Supplied records =
------------

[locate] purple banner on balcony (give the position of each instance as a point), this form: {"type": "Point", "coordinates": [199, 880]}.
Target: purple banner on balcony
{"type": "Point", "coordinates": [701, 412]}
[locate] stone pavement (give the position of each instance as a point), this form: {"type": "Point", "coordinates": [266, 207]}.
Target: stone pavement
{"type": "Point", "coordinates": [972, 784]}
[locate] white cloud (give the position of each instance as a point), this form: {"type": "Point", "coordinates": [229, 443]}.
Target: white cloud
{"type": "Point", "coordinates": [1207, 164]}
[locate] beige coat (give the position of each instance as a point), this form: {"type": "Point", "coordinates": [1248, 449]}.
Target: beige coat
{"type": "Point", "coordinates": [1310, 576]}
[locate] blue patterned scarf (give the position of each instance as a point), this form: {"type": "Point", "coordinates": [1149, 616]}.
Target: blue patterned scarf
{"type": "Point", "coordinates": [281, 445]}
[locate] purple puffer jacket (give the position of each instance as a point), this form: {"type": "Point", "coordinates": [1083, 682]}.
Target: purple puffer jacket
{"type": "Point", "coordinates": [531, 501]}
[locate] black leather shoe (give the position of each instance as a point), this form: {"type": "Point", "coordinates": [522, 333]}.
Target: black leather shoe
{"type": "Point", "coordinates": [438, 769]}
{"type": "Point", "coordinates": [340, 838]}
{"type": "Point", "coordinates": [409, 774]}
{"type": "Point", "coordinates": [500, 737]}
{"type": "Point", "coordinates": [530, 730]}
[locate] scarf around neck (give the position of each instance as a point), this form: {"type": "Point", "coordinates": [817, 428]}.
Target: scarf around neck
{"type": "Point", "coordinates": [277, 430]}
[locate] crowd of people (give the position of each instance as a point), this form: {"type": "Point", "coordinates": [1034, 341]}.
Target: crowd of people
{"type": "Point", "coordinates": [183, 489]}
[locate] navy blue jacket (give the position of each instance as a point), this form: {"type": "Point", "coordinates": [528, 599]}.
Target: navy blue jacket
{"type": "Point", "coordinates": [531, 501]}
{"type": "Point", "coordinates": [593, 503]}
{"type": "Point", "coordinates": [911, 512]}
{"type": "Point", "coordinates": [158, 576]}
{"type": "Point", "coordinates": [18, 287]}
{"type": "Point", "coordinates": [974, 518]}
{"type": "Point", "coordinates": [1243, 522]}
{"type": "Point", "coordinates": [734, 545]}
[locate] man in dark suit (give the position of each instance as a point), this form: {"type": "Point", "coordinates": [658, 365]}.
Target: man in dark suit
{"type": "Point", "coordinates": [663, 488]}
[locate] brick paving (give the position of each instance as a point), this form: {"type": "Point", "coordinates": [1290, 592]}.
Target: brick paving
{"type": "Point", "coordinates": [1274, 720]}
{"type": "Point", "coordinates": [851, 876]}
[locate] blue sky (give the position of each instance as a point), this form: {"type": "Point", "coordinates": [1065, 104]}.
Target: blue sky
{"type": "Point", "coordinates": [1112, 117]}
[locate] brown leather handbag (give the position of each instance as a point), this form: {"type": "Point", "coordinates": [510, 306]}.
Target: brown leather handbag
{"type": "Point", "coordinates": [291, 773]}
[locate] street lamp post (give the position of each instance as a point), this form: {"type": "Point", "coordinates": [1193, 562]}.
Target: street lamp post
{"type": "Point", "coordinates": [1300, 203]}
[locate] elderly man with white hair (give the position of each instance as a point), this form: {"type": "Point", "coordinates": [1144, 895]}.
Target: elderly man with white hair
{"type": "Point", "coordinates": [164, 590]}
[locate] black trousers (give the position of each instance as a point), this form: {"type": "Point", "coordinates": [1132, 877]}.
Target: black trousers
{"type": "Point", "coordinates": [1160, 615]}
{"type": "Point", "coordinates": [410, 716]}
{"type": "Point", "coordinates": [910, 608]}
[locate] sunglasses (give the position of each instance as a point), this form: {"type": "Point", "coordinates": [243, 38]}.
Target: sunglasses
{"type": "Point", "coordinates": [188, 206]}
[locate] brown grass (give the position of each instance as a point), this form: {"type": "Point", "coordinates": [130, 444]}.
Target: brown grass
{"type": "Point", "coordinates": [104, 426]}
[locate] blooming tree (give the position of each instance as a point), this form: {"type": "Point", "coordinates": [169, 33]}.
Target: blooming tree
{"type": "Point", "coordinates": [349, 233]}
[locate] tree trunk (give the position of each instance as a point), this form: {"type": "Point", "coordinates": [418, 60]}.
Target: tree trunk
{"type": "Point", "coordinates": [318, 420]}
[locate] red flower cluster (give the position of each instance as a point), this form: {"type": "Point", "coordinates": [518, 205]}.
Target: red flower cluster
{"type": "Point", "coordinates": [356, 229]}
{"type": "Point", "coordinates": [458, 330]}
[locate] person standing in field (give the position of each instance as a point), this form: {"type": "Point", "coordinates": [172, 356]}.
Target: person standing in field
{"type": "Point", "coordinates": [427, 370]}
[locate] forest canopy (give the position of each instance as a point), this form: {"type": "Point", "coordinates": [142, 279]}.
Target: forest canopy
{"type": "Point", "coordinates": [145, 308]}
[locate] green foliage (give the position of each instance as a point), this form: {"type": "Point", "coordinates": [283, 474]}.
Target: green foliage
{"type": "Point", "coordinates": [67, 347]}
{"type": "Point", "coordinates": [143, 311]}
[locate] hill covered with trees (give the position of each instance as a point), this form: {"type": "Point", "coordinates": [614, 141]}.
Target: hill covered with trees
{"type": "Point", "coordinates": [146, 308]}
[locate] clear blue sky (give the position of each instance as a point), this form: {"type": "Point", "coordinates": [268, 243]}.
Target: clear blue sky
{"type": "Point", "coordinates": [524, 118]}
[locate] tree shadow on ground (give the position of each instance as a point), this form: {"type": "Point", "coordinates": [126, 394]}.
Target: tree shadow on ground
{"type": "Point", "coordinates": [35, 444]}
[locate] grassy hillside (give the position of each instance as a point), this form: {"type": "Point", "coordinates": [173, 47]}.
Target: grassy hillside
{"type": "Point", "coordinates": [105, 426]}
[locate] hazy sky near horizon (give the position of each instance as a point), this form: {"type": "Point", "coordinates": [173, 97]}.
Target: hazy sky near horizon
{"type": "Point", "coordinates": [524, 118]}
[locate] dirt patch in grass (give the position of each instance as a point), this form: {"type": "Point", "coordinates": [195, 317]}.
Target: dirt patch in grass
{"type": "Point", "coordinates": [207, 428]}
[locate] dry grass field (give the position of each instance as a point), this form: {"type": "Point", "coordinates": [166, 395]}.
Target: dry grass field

------------

Your objective =
Lay out the lines as a Markdown table with the columns "Number" and "Line." Start with the line containing "[locate] clear blue" and go on through the final line above, numbering each row and leaving out any blank lines.

Response to this exercise =
| Number | Line |
|---|---|
| 1 | [locate] clear blue sky (give the position of each instance as a point), this form: {"type": "Point", "coordinates": [268, 243]}. |
| 2 | Target: clear blue sky |
| 3 | {"type": "Point", "coordinates": [524, 118]} |
| 4 | [locate] tree shadow on ground (give the position of each instance as a point), this form: {"type": "Point", "coordinates": [126, 394]}. |
| 5 | Target: tree shadow on ground |
| 6 | {"type": "Point", "coordinates": [35, 444]} |
| 7 | [locate] grassy hillside (give the position of each instance as a point), this form: {"type": "Point", "coordinates": [173, 47]}. |
| 8 | Target: grassy hillside |
| 9 | {"type": "Point", "coordinates": [105, 426]} |
| 10 | [locate] hazy sky near horizon (give the position of each instance as a point), this form: {"type": "Point", "coordinates": [173, 97]}. |
| 11 | Target: hazy sky near horizon |
| 12 | {"type": "Point", "coordinates": [524, 118]} |
| 13 | [locate] dirt patch in grass (give the position of each instance as a point), this form: {"type": "Point", "coordinates": [195, 317]}. |
| 14 | Target: dirt patch in grass |
| 15 | {"type": "Point", "coordinates": [207, 428]} |
| 16 | [locate] dry grass field (give the position of each instance as a point), this form: {"type": "Point", "coordinates": [166, 395]}. |
| 17 | Target: dry grass field |